***** SUPPLIED MATERIAL *****
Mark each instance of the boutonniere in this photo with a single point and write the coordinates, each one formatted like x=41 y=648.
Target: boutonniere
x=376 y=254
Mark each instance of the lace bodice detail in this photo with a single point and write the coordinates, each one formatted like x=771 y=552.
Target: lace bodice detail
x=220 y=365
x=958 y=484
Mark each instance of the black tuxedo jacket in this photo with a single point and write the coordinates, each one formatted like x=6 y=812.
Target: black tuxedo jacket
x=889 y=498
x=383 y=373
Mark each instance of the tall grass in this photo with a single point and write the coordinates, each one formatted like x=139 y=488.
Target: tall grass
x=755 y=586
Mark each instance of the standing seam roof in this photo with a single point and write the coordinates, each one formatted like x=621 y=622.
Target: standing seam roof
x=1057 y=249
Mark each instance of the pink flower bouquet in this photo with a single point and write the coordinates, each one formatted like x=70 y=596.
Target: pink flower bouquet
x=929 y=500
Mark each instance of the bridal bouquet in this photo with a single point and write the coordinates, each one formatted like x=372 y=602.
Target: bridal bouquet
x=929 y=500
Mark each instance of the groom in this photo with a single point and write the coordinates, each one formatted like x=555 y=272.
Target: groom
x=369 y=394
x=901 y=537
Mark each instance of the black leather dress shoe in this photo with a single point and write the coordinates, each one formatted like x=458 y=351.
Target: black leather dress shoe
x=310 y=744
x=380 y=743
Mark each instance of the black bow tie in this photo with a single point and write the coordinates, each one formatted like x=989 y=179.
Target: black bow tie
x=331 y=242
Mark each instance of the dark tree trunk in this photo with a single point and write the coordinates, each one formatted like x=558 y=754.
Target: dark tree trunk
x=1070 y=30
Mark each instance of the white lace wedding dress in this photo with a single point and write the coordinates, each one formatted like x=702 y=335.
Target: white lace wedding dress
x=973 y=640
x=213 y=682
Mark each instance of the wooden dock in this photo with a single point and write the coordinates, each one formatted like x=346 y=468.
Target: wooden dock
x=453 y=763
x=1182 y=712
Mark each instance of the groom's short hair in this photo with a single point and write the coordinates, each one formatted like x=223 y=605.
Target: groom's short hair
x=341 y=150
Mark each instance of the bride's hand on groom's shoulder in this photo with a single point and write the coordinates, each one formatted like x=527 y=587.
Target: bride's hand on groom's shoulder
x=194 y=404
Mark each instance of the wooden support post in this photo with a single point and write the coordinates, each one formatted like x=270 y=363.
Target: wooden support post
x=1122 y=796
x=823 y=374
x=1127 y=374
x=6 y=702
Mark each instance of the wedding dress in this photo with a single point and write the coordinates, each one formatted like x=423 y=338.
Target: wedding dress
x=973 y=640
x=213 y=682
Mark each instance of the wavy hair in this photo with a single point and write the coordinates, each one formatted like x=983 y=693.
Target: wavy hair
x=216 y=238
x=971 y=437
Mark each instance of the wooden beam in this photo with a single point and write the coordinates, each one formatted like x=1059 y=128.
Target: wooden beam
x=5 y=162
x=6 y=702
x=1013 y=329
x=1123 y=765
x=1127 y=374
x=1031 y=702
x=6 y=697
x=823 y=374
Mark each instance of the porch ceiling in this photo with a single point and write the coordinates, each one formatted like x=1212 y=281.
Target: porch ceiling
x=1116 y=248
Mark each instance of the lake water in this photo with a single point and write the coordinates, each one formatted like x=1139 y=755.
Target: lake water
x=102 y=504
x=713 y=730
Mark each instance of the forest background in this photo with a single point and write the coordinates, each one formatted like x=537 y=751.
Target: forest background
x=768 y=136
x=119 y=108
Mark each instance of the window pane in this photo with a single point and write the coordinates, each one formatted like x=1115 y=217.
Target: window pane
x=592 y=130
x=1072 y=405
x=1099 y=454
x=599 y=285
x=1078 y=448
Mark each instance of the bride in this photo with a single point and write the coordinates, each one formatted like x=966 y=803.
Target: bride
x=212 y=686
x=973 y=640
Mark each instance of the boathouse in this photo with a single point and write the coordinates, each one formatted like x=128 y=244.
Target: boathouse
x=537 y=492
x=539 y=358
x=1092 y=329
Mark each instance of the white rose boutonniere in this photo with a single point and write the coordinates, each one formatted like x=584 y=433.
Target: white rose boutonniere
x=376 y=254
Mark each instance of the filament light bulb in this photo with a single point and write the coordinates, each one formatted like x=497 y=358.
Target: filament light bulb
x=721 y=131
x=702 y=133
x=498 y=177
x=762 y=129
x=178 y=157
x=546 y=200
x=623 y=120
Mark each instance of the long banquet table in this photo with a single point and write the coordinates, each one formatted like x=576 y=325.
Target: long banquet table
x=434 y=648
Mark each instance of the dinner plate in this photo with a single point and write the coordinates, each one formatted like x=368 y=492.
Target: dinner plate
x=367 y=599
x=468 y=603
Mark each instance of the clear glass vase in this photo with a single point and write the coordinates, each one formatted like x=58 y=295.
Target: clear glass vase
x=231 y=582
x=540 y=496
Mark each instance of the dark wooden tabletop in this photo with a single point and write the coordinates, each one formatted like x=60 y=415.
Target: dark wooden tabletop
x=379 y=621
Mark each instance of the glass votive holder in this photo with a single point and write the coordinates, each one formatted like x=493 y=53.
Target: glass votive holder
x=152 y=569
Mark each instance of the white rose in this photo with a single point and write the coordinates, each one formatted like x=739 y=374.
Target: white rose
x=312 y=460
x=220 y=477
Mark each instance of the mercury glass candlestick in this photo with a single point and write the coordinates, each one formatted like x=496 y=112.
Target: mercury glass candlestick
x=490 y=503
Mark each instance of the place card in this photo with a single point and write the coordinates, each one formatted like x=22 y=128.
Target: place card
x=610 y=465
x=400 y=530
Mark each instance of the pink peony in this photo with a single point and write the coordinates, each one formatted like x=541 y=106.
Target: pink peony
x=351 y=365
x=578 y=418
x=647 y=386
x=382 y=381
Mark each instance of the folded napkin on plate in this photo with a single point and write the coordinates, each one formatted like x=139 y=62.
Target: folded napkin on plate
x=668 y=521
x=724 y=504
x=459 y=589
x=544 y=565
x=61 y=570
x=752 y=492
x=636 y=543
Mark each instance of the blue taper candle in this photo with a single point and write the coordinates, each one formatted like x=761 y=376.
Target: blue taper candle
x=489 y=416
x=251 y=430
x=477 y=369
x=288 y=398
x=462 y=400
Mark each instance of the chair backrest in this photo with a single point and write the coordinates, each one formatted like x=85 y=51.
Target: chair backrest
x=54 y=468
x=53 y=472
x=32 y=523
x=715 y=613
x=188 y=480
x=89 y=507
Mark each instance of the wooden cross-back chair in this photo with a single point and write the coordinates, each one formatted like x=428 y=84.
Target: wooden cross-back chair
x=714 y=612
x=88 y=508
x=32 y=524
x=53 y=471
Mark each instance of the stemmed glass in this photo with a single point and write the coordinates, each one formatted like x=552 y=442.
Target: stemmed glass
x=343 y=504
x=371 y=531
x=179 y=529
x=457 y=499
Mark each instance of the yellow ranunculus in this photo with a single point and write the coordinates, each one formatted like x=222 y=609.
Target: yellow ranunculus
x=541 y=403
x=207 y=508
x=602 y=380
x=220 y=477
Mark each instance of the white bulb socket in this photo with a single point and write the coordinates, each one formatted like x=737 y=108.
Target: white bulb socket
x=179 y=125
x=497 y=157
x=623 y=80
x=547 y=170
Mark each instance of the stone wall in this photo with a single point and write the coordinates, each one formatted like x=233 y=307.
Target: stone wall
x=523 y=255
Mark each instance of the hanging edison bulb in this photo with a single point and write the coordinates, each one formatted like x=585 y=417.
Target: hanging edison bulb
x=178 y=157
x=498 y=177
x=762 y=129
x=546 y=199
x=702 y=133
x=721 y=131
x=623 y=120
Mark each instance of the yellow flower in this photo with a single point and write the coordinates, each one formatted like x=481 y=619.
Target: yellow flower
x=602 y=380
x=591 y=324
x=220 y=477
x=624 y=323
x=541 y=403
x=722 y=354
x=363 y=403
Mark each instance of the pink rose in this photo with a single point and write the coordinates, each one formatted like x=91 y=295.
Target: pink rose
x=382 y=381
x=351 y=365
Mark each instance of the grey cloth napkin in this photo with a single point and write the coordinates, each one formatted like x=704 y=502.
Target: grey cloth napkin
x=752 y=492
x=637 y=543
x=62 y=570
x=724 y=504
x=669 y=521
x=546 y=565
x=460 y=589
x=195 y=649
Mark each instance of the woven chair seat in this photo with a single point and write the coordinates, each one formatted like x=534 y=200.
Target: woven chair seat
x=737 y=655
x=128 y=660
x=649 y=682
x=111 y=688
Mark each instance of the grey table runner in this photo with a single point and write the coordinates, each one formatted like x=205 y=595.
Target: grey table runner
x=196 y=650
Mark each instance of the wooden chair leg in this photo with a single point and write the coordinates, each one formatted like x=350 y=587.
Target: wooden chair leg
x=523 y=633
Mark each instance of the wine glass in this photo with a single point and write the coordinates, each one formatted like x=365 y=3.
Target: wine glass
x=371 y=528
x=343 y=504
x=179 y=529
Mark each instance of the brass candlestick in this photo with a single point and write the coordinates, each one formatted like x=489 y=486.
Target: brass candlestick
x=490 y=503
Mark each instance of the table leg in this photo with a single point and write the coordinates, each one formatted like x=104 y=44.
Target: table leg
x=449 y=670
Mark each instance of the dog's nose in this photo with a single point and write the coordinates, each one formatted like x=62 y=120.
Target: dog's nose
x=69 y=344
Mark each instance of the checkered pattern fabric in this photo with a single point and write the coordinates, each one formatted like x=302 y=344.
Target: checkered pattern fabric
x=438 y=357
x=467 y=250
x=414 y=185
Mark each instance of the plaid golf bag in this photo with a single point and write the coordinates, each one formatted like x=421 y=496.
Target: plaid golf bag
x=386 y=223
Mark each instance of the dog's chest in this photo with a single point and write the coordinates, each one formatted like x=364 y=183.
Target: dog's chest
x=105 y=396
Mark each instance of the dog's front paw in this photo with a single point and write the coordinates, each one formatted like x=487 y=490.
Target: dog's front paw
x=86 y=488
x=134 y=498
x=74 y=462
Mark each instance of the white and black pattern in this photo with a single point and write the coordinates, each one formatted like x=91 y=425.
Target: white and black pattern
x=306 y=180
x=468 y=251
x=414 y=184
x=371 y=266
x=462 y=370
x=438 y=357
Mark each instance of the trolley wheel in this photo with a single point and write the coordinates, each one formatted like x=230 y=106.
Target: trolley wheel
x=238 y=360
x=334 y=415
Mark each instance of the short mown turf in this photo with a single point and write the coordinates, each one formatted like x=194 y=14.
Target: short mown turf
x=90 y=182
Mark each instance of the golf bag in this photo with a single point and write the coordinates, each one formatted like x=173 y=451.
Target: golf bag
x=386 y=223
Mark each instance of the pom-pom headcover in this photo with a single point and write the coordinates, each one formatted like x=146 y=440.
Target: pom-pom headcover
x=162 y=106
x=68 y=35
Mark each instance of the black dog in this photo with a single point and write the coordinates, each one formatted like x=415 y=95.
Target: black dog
*****
### PROMPT
Could you edit the records from the very beginning through the line containing "x=755 y=586" so that "tuxedo jacket" becomes "dinner jacket", with everything else left unchanged?

### PROBLEM SOLUTION
Mark each instance of the boutonniere in this photo with a single point and write the coordinates, each one formatted like x=41 y=648.
Target: boutonniere
x=376 y=254
Mark each instance of the lace bodice detail in this photo with a single point and write the coordinates, each one formatted like x=771 y=552.
Target: lace bodice detail
x=220 y=365
x=958 y=484
Mark each instance of the black dinner jacket in this photo with a single point and write the coordinates, each one formatted like x=6 y=812.
Target: black dinner jacket
x=889 y=498
x=383 y=373
Mark each instance of the tall grass in this photo with a single point and write the coordinates, each one formatted like x=139 y=488.
Target: tall grass
x=755 y=586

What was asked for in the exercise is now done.